### Excerpted passage:
---

Chemical Informatics Letters

Editor: Jonathan M Goodman

Volume 12

Open Access and the Royal Society
Forty six Fellows of the Royal Society have signed an open letter to the President expressing concern about the Society's statement on open access.

ACS meeting archive
The programmes of past American Chemical Society National Meetings are now available on-line from 1998.

Finding chemical names in papers and patents
Elsevier MDL and TEMIS have developed a method for finding chemical information in text. Chemical names are found and translated into structures. A similar facility is provided by nesC, which was developed by the Nature Publishing Group and the Unilever Centre for Molecular Informatics.

A study of the effects of alternative business models for scholarly journals
This study on open-access business models is published by the Association of Learned and Professional Society Publishers, which clearly has an interest in the outcome. The survey concludes that it is too early to know whether open-access approaches have a viable business model, notes that scholarly publishing is in a state of flux, and comments that peer-review may be less rigorous for open-access journals. The last of these points is the subject of an addendum, which does not make a clear case for the assertion. An Open Letter to All University Presidents and Provosts Concerning Increasingly Expensive Journals from two Californian economists, says that the symbiotic relationship between academics and publishers has broken down, and suggest charging the publishers overheads for editorial services.

DGRweb (Directory of Grad Research) now free online
DGRweb, the online version of ACS Directory of Graduate Research, is now freely available. It covers graduate research in the USA and in Canada.

Maestro free for academic users
Schrodinger's Maestro graphical user interface for its computational chemistry programs is now free for academic users.

Teragrid is a grid of computers run by the NSF, with over forty teraflops of computer power and over twopetabytes of storage. Research using the resource includes protein sequence analysis but does not seem to include chemistry, so far.

The ChemNomParse project is an open source project to create a chemical nomenclature parser, run by from the Computer Science Department at the University of Manchester. The library is now part of the CDK.

Fifty years of citation indexing
Current Science has a special section on citation counting, now fifty years have passed since the idea was suggested by Garfield (Science, 1955, 123, 108-111 - an article which was cited dozens of times in 2005). The Chronicle of Higher Education also has an article on impact factors, which are based on citations. These measures of excellence can be misleading.

---

### Record excerpts:
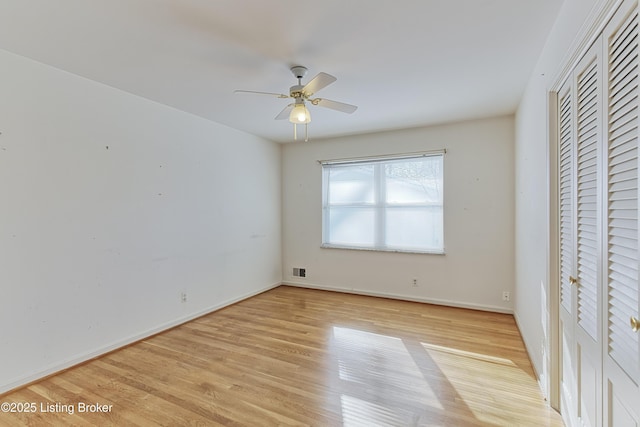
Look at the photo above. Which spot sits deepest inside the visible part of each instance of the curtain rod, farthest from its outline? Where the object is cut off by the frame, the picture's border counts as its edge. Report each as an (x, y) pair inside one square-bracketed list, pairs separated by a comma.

---

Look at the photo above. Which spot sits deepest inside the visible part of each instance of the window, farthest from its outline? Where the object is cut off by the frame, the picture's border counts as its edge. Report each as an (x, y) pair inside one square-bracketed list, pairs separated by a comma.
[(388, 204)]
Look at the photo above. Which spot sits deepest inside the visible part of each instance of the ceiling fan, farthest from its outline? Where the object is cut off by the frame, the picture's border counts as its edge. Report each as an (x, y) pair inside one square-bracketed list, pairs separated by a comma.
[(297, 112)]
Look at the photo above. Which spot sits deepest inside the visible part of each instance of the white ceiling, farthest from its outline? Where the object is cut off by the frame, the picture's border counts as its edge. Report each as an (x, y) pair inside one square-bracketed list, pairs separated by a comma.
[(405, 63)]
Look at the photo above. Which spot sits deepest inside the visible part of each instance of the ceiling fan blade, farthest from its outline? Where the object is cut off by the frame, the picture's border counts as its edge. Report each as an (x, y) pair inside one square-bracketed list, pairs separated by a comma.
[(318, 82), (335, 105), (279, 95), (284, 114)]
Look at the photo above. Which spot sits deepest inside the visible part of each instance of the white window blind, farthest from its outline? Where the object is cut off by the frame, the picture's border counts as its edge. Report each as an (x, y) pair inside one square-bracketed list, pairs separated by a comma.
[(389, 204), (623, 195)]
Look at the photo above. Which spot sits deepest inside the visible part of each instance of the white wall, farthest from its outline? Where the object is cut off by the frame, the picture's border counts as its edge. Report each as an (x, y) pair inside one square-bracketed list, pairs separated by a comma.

---

### Problem details:
Set down word for word everything from "Editor: Jonathan M" down to "on-line from 1998." in the chemical informatics newsletter. The listing isn't needed for any of this work.

### Written answer:
Editor: Jonathan M Goodman

Volume 12

Open Access and the Royal Society
Forty six Fellows of the Royal Society have signed an open letter to the President expressing concern about the Society's statement on open access.

ACS meeting archive
The programmes of past American Chemical Society National Meetings are now available on-line from 1998.